* Exercise instructions:
The answer must consist solely of the lines from the opening line of the entries through the line with "positive clicks: (997, 360)", transcribed exactly and without any pictures.

Exercise data START

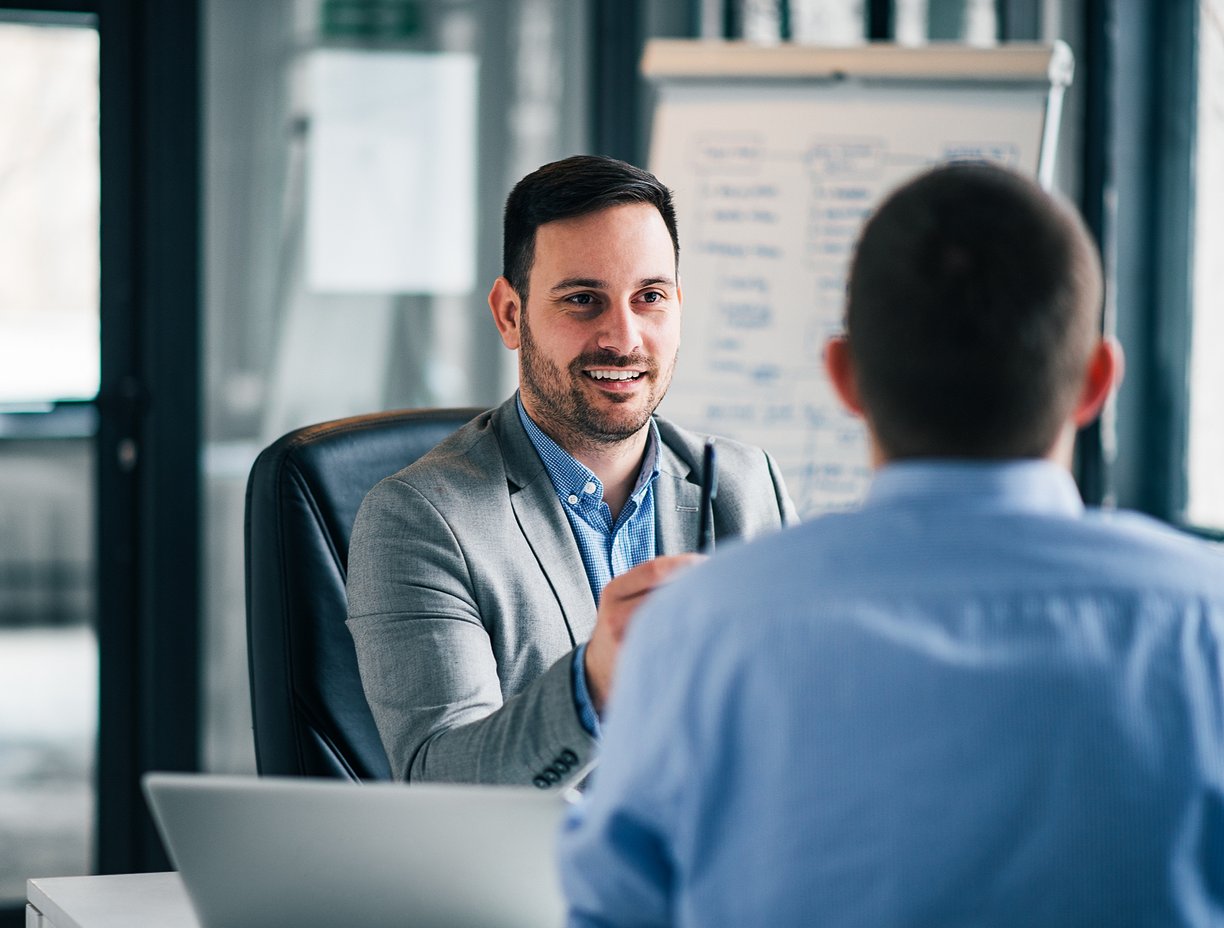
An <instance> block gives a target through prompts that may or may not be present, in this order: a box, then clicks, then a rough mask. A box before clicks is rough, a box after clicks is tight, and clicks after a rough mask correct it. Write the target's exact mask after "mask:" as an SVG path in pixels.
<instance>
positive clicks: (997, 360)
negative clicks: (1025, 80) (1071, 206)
mask: <svg viewBox="0 0 1224 928" xmlns="http://www.w3.org/2000/svg"><path fill="white" fill-rule="evenodd" d="M1100 306H1102V277H1100V262H1099V258H1098V255H1097V250H1095V247H1094V246H1093V242H1092V239H1091V238H1089V235H1088V233H1087V230H1086V229H1084V225H1083V222H1082V220H1081V219H1080V217H1078V215H1077V214H1076V213H1075V212H1073V211H1072V209H1071V208H1069V207H1066V206H1064V204H1062V203H1061V202H1059V201H1058V200H1055V198H1054V197H1051V196H1050V195H1048V193H1047V192H1045V191H1043V190H1042V189H1040V187H1039V186H1038V185H1037V184H1034V182H1033V181H1031V180H1028V179H1027V178H1023V176H1021V175H1018V174H1016V173H1013V171H1010V170H1005V169H1002V168H998V167H993V165H988V164H953V165H945V167H941V168H936V169H934V170H930V171H928V173H925V174H923V175H920V176H919V178H917V179H914V180H912V181H909V182H908V184H906V185H903V186H902V187H900V189H898V190H897V191H895V192H894V193H892V195H891V196H890V197H887V200H886V201H885V202H884V203H883V204H881V206H880V208H879V209H878V211H876V212H875V214H874V215H873V217H871V218H870V219H869V222H868V223H867V225H865V226H864V229H863V233H862V235H860V238H859V242H858V246H857V250H856V255H854V260H853V262H852V266H851V272H849V285H848V297H847V309H846V331H847V339H848V344H849V354H851V359H852V360H853V364H854V371H856V375H857V378H858V392H859V398H860V400H862V403H863V406H864V410H865V413H867V415H868V417H869V420H870V422H871V426H873V431H874V433H875V436H876V440H878V441H879V443H880V447H881V451H883V452H884V453H885V454H886V455H887V457H889V458H894V459H897V458H918V457H969V458H1039V457H1044V455H1045V454H1047V453H1048V452H1049V451H1050V448H1051V447H1053V446H1054V443H1055V441H1056V438H1058V435H1059V431H1060V430H1061V427H1062V425H1064V424H1065V422H1066V419H1067V416H1069V415H1070V413H1071V410H1072V408H1073V404H1075V402H1076V399H1077V398H1078V393H1080V389H1081V386H1082V378H1083V372H1084V367H1086V365H1087V362H1088V359H1089V355H1091V351H1092V346H1093V344H1094V343H1095V339H1097V337H1098V335H1099V326H1100Z"/></svg>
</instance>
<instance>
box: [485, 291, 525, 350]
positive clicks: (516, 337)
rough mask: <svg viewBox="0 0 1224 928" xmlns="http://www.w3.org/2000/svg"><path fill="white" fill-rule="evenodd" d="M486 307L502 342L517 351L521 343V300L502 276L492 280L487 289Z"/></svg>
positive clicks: (514, 291) (521, 302) (521, 312)
mask: <svg viewBox="0 0 1224 928" xmlns="http://www.w3.org/2000/svg"><path fill="white" fill-rule="evenodd" d="M488 309H490V311H491V312H492V313H493V323H494V324H496V326H497V332H498V334H501V337H502V344H503V345H506V346H507V348H508V349H510V350H512V351H517V350H518V348H519V344H520V343H521V334H520V329H519V324H520V322H521V318H523V316H521V313H523V301H521V300H520V299H519V295H518V293H517V291H515V290H514V288H513V286H510V282H509V280H507V279H506V278H504V277H499V278H497V279H496V280H494V282H493V289H492V290H490V291H488Z"/></svg>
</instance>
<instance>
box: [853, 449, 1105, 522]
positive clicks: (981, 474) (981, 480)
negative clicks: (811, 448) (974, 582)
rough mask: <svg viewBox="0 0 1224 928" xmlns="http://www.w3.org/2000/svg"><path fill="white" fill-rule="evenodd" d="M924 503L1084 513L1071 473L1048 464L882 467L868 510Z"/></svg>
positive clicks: (1073, 512)
mask: <svg viewBox="0 0 1224 928" xmlns="http://www.w3.org/2000/svg"><path fill="white" fill-rule="evenodd" d="M914 502H922V503H925V504H933V506H939V507H941V508H944V509H957V511H961V512H1026V513H1032V514H1048V515H1080V514H1082V513H1083V501H1082V500H1081V497H1080V491H1078V488H1077V487H1076V485H1075V480H1072V479H1071V475H1070V474H1069V473H1067V471H1066V470H1065V469H1064V468H1061V466H1059V465H1058V464H1054V463H1051V462H1048V460H1036V459H1023V460H963V459H957V460H952V459H922V460H903V462H896V463H892V464H887V465H885V466H884V468H881V469H880V470H879V471H878V473H876V475H875V477H874V479H873V481H871V486H870V490H869V491H868V495H867V501H865V502H864V508H871V507H878V506H892V504H897V503H905V504H913V503H914Z"/></svg>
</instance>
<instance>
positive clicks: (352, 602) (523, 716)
mask: <svg viewBox="0 0 1224 928" xmlns="http://www.w3.org/2000/svg"><path fill="white" fill-rule="evenodd" d="M471 567H472V566H471V564H470V563H469V559H468V556H466V553H465V550H464V546H463V544H461V542H460V540H459V539H458V537H457V535H455V533H454V530H453V529H452V526H450V525H449V524H448V523H447V519H446V518H444V517H443V515H442V513H441V512H439V511H438V508H437V507H436V506H435V504H433V503H432V502H431V501H430V500H428V498H426V496H425V495H422V493H421V492H420V491H419V490H417V488H416V487H414V486H411V485H410V484H408V482H405V481H403V480H399V479H397V477H389V479H387V480H384V481H382V482H381V484H379V485H378V486H376V487H375V488H373V490H372V491H371V492H370V495H368V496H367V497H366V501H365V503H364V504H362V507H361V509H360V512H359V514H357V520H356V523H355V525H354V530H353V539H351V544H350V550H349V577H348V593H349V621H348V624H349V629H350V632H351V633H353V639H354V643H355V645H356V653H357V665H359V668H360V672H361V681H362V686H364V688H365V693H366V700H367V702H368V704H370V709H371V713H372V714H373V719H375V724H376V725H377V727H378V732H379V736H381V737H382V742H383V747H384V749H386V752H387V757H388V760H389V761H390V768H392V773H393V775H394V776H395V777H398V779H403V780H408V781H430V780H433V781H461V782H485V784H524V785H528V784H534V785H536V786H540V787H550V786H558V785H563V784H567V782H572V781H574V780H577V779H578V777H579V776H580V775H581V774H583V773H584V770H585V769H586V768H588V766H589V764H590V763H591V758H592V754H594V749H595V739H594V738H592V737H591V736H590V735H589V733H588V732H586V730H585V728H584V727H583V726H581V722H580V720H579V717H578V710H577V708H575V704H574V694H573V682H572V664H573V651H568V653H565V654H563V655H562V656H561V657H559V659H556V660H553V662H552V664H551V665H546V666H542V667H541V668H540V673H539V676H536V677H535V678H534V679H531V681H530V682H528V683H526V684H525V686H523V687H521V688H519V689H518V690H517V692H515V693H513V694H512V695H509V697H504V695H503V693H504V692H506V686H504V681H503V679H502V676H501V675H499V667H498V662H497V659H496V656H494V655H496V651H494V646H493V642H492V639H491V634H519V633H521V626H523V619H524V617H521V616H513V617H506V622H507V623H513V624H503V623H502V622H501V621H498V619H496V618H494V617H490V616H487V615H482V613H481V606H480V605H479V597H477V594H476V589H475V582H474V578H472V569H471ZM524 607H528V606H526V604H524ZM503 644H504V643H503Z"/></svg>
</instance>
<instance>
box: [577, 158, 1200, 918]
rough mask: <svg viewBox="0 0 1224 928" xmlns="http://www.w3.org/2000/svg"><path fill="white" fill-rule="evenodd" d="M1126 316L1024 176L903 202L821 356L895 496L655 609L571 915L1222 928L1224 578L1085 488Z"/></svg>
mask: <svg viewBox="0 0 1224 928" xmlns="http://www.w3.org/2000/svg"><path fill="white" fill-rule="evenodd" d="M1100 307H1102V280H1100V271H1099V263H1098V258H1097V255H1095V250H1094V247H1093V245H1092V242H1091V240H1089V238H1088V235H1087V233H1086V231H1084V228H1083V225H1082V223H1081V220H1080V219H1078V217H1076V215H1075V214H1073V212H1072V211H1071V209H1069V208H1067V207H1066V206H1064V204H1062V203H1060V202H1058V201H1055V200H1054V198H1051V197H1050V196H1048V195H1047V193H1044V192H1043V191H1042V190H1040V189H1038V187H1037V186H1036V185H1034V184H1032V182H1031V181H1028V180H1026V179H1023V178H1021V176H1018V175H1015V174H1012V173H1010V171H1006V170H1004V169H1000V168H993V167H987V165H953V167H944V168H939V169H935V170H933V171H929V173H927V174H924V175H922V176H919V178H918V179H916V180H913V181H911V182H909V184H907V185H905V186H903V187H901V189H900V190H898V191H897V192H895V193H894V195H892V196H891V197H890V198H887V200H886V202H885V203H884V204H883V206H881V207H880V209H879V211H878V212H876V213H875V214H874V217H873V218H871V219H870V220H869V222H868V224H867V226H865V229H864V231H863V234H862V238H860V241H859V244H858V247H857V252H856V257H854V260H853V264H852V269H851V275H849V286H848V295H847V311H846V334H845V335H843V337H840V338H836V339H834V340H832V342H831V343H830V344H829V346H827V351H826V355H825V364H826V369H827V372H829V375H830V378H831V381H832V383H834V386H835V388H836V391H837V393H838V394H840V397H841V398H842V400H843V402H845V403H846V405H847V406H848V408H849V409H851V410H853V411H854V413H857V414H859V415H860V416H862V417H863V420H864V422H865V425H867V428H868V432H869V436H870V446H871V451H873V459H874V460H873V463H874V465H875V469H876V473H875V479H874V481H873V485H871V487H870V491H869V493H868V496H867V498H865V501H864V502H863V503H862V506H860V507H858V508H857V509H856V511H853V512H846V513H838V514H830V515H826V517H823V518H819V519H815V520H812V522H809V523H807V524H804V525H802V526H798V528H796V529H791V530H787V531H785V533H780V534H778V535H775V536H772V537H769V539H764V540H761V541H756V542H753V544H750V545H744V546H739V547H737V548H736V550H733V551H723V552H721V553H718V555H716V556H715V557H714V558H711V559H710V561H709V562H707V563H704V564H700V566H698V567H695V568H693V569H692V571H685V572H684V574H683V575H681V577H679V578H677V579H676V582H674V583H671V584H668V585H667V586H666V588H665V589H662V590H659V591H657V593H656V594H654V595H652V596H651V599H650V601H649V602H647V604H646V605H645V606H644V607H643V610H641V611H640V612H639V615H638V616H636V617H635V619H634V624H633V628H632V629H630V632H629V634H628V637H627V639H625V645H624V650H623V653H622V657H621V664H619V666H618V671H617V684H616V694H614V697H613V699H612V703H611V705H610V708H608V713H607V716H606V719H605V730H603V731H605V742H603V750H602V759H601V763H600V768H599V769H597V770H596V771H595V774H594V775H592V782H591V784H590V787H589V790H588V791H586V793H585V795H584V801H583V803H581V806H580V807H579V809H578V813H577V814H575V815H574V817H573V820H572V821H570V824H569V828H568V830H567V833H565V835H564V836H563V840H562V879H563V885H564V889H565V892H567V896H568V900H569V906H570V924H573V926H701V928H716V927H717V926H747V924H769V926H798V924H803V926H808V924H812V926H825V924H831V926H940V927H941V928H956V927H961V926H965V927H967V926H991V927H993V928H999V927H1000V926H1043V927H1044V928H1049V927H1050V926H1077V927H1078V926H1141V924H1142V926H1220V924H1224V558H1222V557H1220V556H1219V552H1218V551H1215V550H1212V548H1211V547H1208V545H1207V544H1206V542H1201V541H1197V540H1193V539H1190V537H1187V536H1184V535H1181V534H1179V533H1175V531H1173V530H1170V529H1168V528H1166V526H1164V525H1162V524H1158V523H1155V522H1154V520H1151V519H1147V518H1143V517H1140V515H1135V514H1124V513H1116V512H1113V513H1110V512H1095V511H1087V509H1086V508H1084V507H1083V504H1082V502H1081V500H1080V496H1078V492H1077V488H1076V486H1075V484H1073V482H1072V479H1071V475H1070V466H1071V459H1072V444H1073V441H1075V435H1076V430H1077V428H1078V427H1080V426H1082V425H1084V424H1086V422H1088V421H1089V420H1092V419H1093V417H1094V416H1095V415H1097V414H1098V411H1099V410H1100V408H1102V405H1103V404H1104V403H1105V400H1106V398H1108V395H1109V393H1110V391H1111V388H1113V387H1114V384H1115V382H1116V381H1118V378H1119V376H1120V369H1121V359H1120V354H1119V349H1118V348H1116V346H1115V345H1114V344H1113V343H1111V342H1109V340H1108V339H1102V338H1100V334H1099V331H1100V329H1099V327H1100Z"/></svg>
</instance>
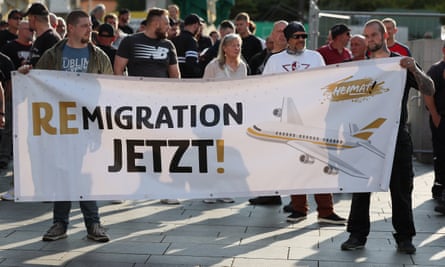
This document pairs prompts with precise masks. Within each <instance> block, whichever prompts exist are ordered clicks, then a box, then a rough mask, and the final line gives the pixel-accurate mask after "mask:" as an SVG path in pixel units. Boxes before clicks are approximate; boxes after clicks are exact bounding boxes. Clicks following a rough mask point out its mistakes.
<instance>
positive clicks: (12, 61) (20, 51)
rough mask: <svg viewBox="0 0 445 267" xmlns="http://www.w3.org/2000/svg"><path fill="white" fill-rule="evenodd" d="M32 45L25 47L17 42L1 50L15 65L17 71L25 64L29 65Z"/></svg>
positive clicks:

Exercise data END

* Written solution:
An <instance> block gives a target through prompts that may or may not be present, in this order: a box, then clicks, then a rough mask. A box before clicks is rough, a box after clicks is tight, and clicks after a rough mask correct it. Write the target's exact mask after "mask:" as an SVG path in pixels.
<instance>
positive clicks: (997, 360)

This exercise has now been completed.